⟨
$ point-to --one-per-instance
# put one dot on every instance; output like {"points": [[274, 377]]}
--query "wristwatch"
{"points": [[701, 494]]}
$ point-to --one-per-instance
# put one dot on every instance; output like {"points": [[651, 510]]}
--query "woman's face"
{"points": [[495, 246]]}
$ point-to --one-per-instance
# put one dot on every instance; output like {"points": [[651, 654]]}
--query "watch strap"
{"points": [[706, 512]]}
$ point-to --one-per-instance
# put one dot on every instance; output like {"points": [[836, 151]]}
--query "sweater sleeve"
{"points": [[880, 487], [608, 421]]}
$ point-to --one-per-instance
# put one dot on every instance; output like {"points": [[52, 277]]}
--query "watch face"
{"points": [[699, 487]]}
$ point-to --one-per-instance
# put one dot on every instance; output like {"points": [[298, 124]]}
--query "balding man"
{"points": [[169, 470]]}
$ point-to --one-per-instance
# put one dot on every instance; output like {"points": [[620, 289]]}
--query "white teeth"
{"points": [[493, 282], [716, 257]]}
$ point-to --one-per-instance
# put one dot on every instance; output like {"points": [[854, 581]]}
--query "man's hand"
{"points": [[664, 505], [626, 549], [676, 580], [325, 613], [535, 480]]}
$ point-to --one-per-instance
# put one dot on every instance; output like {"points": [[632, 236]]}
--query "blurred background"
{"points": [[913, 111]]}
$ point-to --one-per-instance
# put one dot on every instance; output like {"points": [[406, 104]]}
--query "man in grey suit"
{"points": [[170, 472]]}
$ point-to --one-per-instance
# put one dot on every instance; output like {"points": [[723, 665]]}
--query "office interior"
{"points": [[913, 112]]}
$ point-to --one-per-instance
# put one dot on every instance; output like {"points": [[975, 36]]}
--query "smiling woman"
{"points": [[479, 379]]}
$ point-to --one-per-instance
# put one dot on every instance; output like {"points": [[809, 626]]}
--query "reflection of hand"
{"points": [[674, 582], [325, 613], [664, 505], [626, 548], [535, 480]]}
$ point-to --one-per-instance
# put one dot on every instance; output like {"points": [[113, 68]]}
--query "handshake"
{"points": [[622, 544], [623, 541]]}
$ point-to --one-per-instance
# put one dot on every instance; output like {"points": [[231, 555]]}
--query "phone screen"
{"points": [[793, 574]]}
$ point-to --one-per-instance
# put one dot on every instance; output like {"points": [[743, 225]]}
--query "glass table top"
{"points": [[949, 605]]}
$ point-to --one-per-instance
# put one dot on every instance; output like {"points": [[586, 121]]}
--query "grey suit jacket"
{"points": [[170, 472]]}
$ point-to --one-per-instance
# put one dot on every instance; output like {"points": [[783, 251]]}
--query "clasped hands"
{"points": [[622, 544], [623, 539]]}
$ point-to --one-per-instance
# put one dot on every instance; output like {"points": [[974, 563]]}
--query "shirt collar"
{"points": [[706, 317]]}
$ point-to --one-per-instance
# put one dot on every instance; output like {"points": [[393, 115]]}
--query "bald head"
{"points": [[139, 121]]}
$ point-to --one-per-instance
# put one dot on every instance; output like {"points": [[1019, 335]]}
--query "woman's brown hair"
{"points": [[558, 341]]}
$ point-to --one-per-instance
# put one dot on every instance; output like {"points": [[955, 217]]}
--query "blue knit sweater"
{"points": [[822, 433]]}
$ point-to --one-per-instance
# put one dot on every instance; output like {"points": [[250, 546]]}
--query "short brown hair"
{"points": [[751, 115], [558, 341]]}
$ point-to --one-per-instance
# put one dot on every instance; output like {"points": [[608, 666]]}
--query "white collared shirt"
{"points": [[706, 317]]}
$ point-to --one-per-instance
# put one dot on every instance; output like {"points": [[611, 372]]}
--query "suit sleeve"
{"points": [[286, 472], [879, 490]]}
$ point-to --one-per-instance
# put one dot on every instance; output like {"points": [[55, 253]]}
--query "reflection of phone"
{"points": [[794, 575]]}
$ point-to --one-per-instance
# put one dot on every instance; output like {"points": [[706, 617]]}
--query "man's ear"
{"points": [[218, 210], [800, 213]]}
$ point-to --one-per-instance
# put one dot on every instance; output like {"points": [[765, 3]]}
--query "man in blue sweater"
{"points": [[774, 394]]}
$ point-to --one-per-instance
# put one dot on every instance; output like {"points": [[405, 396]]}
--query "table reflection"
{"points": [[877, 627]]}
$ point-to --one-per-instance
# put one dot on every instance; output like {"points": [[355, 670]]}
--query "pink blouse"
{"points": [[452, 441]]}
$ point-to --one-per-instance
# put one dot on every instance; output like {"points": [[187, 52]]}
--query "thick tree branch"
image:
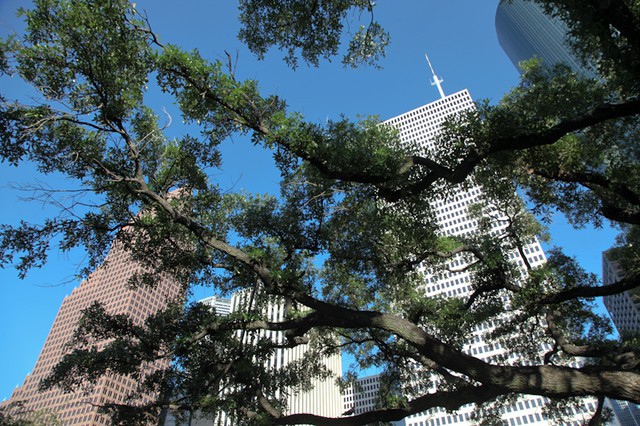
{"points": [[599, 114], [451, 400]]}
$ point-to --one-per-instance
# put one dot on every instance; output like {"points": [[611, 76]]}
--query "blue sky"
{"points": [[458, 35]]}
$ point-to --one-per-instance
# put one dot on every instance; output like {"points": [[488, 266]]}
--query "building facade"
{"points": [[525, 32], [109, 285], [624, 308], [324, 399], [420, 127]]}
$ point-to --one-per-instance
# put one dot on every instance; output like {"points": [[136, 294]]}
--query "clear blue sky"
{"points": [[458, 35]]}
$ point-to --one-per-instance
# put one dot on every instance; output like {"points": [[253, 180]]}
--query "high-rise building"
{"points": [[420, 127], [525, 32], [324, 399], [109, 285], [624, 307]]}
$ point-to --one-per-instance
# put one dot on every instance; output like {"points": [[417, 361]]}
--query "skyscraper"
{"points": [[108, 285], [323, 399], [420, 127], [525, 32], [624, 308]]}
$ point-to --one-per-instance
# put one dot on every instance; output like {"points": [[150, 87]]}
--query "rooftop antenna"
{"points": [[436, 81]]}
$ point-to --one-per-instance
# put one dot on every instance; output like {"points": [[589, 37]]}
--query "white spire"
{"points": [[436, 81]]}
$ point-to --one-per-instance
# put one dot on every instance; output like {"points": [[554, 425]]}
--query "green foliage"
{"points": [[351, 247], [311, 29]]}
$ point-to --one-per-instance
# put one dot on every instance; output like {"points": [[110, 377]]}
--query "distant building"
{"points": [[222, 305], [624, 308], [525, 32], [362, 396], [419, 127], [108, 285], [325, 399]]}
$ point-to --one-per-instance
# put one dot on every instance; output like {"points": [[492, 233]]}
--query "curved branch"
{"points": [[451, 400], [599, 114]]}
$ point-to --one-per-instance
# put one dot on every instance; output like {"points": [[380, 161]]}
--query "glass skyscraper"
{"points": [[525, 32]]}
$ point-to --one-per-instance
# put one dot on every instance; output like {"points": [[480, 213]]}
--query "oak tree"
{"points": [[346, 243]]}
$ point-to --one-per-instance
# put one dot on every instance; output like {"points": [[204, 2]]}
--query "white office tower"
{"points": [[325, 398], [222, 305], [362, 395], [419, 128], [624, 307]]}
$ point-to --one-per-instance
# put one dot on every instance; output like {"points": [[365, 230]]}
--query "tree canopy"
{"points": [[347, 243]]}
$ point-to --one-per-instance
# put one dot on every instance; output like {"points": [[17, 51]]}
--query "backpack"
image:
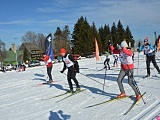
⟩
Print the records above again exactly. Leave out the images.

$ point-to --one-per-instance
# put one dot on every instance; output like {"points": [[274, 377]]}
--query "wristwatch"
{"points": [[701, 494]]}
$ point-to --one-per-instance
# put one dot on every instance; output like {"points": [[651, 510]]}
--query "woman's face"
{"points": [[495, 246]]}
$ point-to --one-per-instance
# put one dot on every instance; output like {"points": [[651, 654]]}
--query "watch strap"
{"points": [[706, 512]]}
$ point-to --one-per-instance
# put one dot on every instance; output like {"points": [[836, 151]]}
--query "sweater sleeve"
{"points": [[880, 487], [608, 421]]}
$ point-to --one-per-instance
# put one dot on every instance; output like {"points": [[52, 277]]}
--query "watch face"
{"points": [[699, 487]]}
$ point-to --one-per-instance
# put one dot on every instance; output like {"points": [[298, 124]]}
--query "balding man"
{"points": [[169, 470]]}
$ point-to --one-per-instance
# put one dot on every instance; output like {"points": [[620, 289]]}
--query "white teeth"
{"points": [[493, 282], [716, 257]]}
$ point-to --one-per-instance
# put one dot on every instance; output like {"points": [[854, 581]]}
--query "man's hand"
{"points": [[664, 505], [626, 549], [676, 580], [325, 613], [535, 480]]}
$ point-to --one-per-instance
# put one dot on every instance; output like {"points": [[632, 236]]}
--query "blurred background"
{"points": [[913, 111]]}
$ point-to --one-per-instance
# put one dot on every instance; output like {"points": [[406, 104]]}
--query "man in grey suit"
{"points": [[170, 472]]}
$ point-to --one-per-instance
# put one dot on every instance; output like {"points": [[723, 665]]}
--query "office interior"
{"points": [[913, 112]]}
$ point-to --one-per-instance
# put one dot on every instance; output like {"points": [[975, 36]]}
--query "smiling woman"
{"points": [[479, 379]]}
$ point-to --one-per-instance
# put one dot on every instance; output like {"points": [[809, 626]]}
--query "reflection of hand"
{"points": [[674, 582], [325, 613], [664, 505], [626, 548], [535, 480]]}
$ point-to --one-per-instance
# put one dot on every instance; output like {"points": [[113, 68]]}
--query "handshake"
{"points": [[622, 544], [623, 541]]}
$ point-to --one-per-instance
# put one dot on every instance; output like {"points": [[231, 555]]}
--query "phone screen"
{"points": [[793, 574]]}
$ point-to --one-per-instance
# put one dot on every instance; output like {"points": [[743, 225]]}
--query "glass table top"
{"points": [[949, 605]]}
$ point-to --one-per-instance
# put one dot on every instance; output like {"points": [[586, 121]]}
--query "grey suit jacket"
{"points": [[170, 472]]}
$ point-to --one-per-instance
# put one dot on every instance; output like {"points": [[783, 251]]}
--query "clasped hands"
{"points": [[622, 544], [623, 539]]}
$ point-to --one-per-instance
# put one dot on every instance; output like {"points": [[974, 563]]}
--query "shirt collar"
{"points": [[706, 317]]}
$ point-to --one-per-instance
# put one dot on every instance; output like {"points": [[393, 115]]}
--query "bald head"
{"points": [[139, 121]]}
$ point-to --one-per-instance
# put one dot on every instance; output like {"points": [[1019, 335]]}
--query "woman's brown hair"
{"points": [[558, 341]]}
$ point-to --one-per-instance
# put one dot on every instance; output like {"points": [[955, 217]]}
--query "blue knit sweater"
{"points": [[822, 433]]}
$ point-to --one-per-instance
# put one dot on every instance; output like {"points": [[250, 546]]}
--query "short brown hair"
{"points": [[751, 115], [558, 341]]}
$ point-to --one-per-instance
# put one dot on every instance; output like {"points": [[608, 666]]}
--query "white collared shirt"
{"points": [[706, 317]]}
$ point-to --one-per-instance
# put one dot on every instance; output like {"points": [[611, 372]]}
--query "suit sleeve"
{"points": [[286, 472], [879, 490]]}
$ point-to --one-per-instance
# put one dot on every instance; output like {"points": [[55, 253]]}
--query "reflection of phone"
{"points": [[794, 575]]}
$ point-to --one-per-instance
# put one dot on every instance; output like {"points": [[706, 617]]}
--query "man's ear"
{"points": [[218, 210], [800, 213]]}
$ point-to --one-per-instance
# put one dot on every instance; output like {"points": [[765, 3]]}
--query "man in blue sweater"
{"points": [[774, 394]]}
$ point-to --one-per-instance
# put one dot on every instance; output like {"points": [[405, 396]]}
--query "table reflection"
{"points": [[877, 627]]}
$ point-to --one-per-instance
# put one dot on every instance; output like {"points": [[355, 670]]}
--query "pink blouse"
{"points": [[452, 441]]}
$ point-to --one-per-instance
# put one dot on every instance; output like {"points": [[187, 52]]}
--query "thick tree branch"
image:
{"points": [[599, 114], [451, 400]]}
$ point-to --one-per-instance
# put one dot on every instance; output like {"points": [[611, 76]]}
--query "blue sky"
{"points": [[458, 35]]}
$ point-to --one-per-instance
# put one dot on every instance; output like {"points": [[488, 266]]}
--query "building facade"
{"points": [[525, 32], [109, 285], [624, 308], [324, 399], [420, 127]]}
$ point-to --one-per-instance
# put one dot on every instance; output like {"points": [[136, 294]]}
--query "clear blue sky"
{"points": [[458, 35]]}
$ point-to --one-per-instance
# put one dot on every instance; output like {"points": [[253, 180]]}
--query "high-rise building"
{"points": [[420, 127], [525, 32], [324, 399], [109, 285], [624, 307]]}
$ point-to --one-per-instance
# put one dot on every instance; output like {"points": [[417, 361]]}
--query "skyscraper"
{"points": [[108, 285], [323, 399], [420, 127], [525, 32], [624, 308]]}
$ point-to --one-per-instance
# put one dot on every instance; output like {"points": [[150, 87]]}
--query "rooftop antenna"
{"points": [[436, 81]]}
$ point-to --one-per-instance
# put one dot on every instance; output like {"points": [[589, 37]]}
--query "white spire"
{"points": [[436, 81]]}
$ point-to --one-per-instance
# put one dot on every instance; output like {"points": [[554, 425]]}
--query "green foliage"
{"points": [[351, 247], [311, 29]]}
$ point-to --one-per-instance
# put one dot on every instance; output like {"points": [[110, 377]]}
--query "distant building"
{"points": [[222, 305], [624, 308], [525, 32], [362, 396], [419, 127], [108, 285], [325, 399]]}
$ point-to --one-per-instance
# put one dot on every instance; output like {"points": [[492, 233]]}
--query "curved branch"
{"points": [[451, 400], [599, 114]]}
$ point-to --one-per-instance
# put one dot on every instance; output like {"points": [[380, 161]]}
--query "glass skyscraper"
{"points": [[525, 32]]}
$ point-to --one-per-instance
# put one dot on every instance; output like {"points": [[480, 213]]}
--query "oak tree"
{"points": [[346, 243]]}
$ point-to --one-per-instance
# put one dot on every instance; output like {"points": [[204, 2]]}
--query "white office tower"
{"points": [[325, 398], [222, 305], [362, 395], [419, 128], [624, 307]]}
$ point-to --one-per-instance
# put one dot on every instance; output like {"points": [[365, 230]]}
--query "tree canopy"
{"points": [[347, 243]]}
$ point-to --one-per-instance
# put one dot on every instance; output like {"points": [[17, 51]]}
--query "backpack"
image:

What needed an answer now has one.